Instruksi 1 -
Jawab pertanyaan berikut berdasarkan teks dokumen di bawah ini.
(a) Menurut teks dokumen, siapa yang memperlihatkan ketidaktegasan?
(b) Berapa tahun hukuman Corby berkurang karena grasi?
(c) Ke mana Granat berencana menggugat keputusan Presiden?

Padahal permasalahan ini tidak perlu dihebohkan. Semua pihak yang merasa bertanggung jawab untuk mempertahankan moral bangsa ini cukup saja mengatakan kalau Lady Gaga mau konser di Jakarta, ia harus menyesuaikan diri dengan budaya di sini. Ini tidak harus disikapi dengan adu kuat-kuatan. Hal tersebut malah menunjukkan ketidaktegasan, seperti yang diperlihatkan Menkopolhukam dan Kapolri.

Permasalahan yang menyangkut hukum dan konstitusi adalah pemberian grasi oleh Presiden Republik Indonesia kepada Shapelle Leigh Corby, warga Australia yang dihukum 20 tahun karena memasukkan ganja 4,2 kg ke Indonesia. Dengan grasi tersebut, hukuman Corby berkurang 5 tahun. Pemberian grasi itu menuai kritik dan keberatan dari berbagai pihak, termasuk DPR yang merencanakan interpelasi. Granat juga berencana menggugat ke PTUN atas keputusan Presiden ini.

Keberatan banyak orang bukan pada pengurangan hukuman, melainkan alasan pemberian grasi tersebut. Memang grasi adalah hak prerogatif Presiden, tetapi mengapa itu digunakan terhadap tindak kejahatan narkoba? Sementara itu, bangsa ini setiap detik digerogoti penyalahgunaan narkoba.

[Cuplikan dataset anotasi lokasi]
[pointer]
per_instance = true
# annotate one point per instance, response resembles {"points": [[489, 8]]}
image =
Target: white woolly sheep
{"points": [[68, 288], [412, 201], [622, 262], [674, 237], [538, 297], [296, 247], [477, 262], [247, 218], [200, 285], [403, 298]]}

Instruksi 2 -
Sajikan seluruh baris dalam catatan di atas sebagai daftar JSON berisi string, satu string untuk setiap baris, tanpa baris kosong.

Jawaban Lengkap 1 -
(a) Menkopolhukam dan Kapolri.
(b) 5 tahun.
(c) Ke PTUN.

Jawaban Lengkap 2 -
[
  "[pointer]",
  "per_instance = true",
  "# annotate one point per instance, response resembles {\"points\": [[489, 8]]}",
  "image =",
  "Target: white woolly sheep",
  "{\"points\": [[68, 288], [412, 201], [622, 262], [674, 237], [538, 297], [296, 247], [477, 262], [247, 218], [200, 285], [403, 298]]}"
]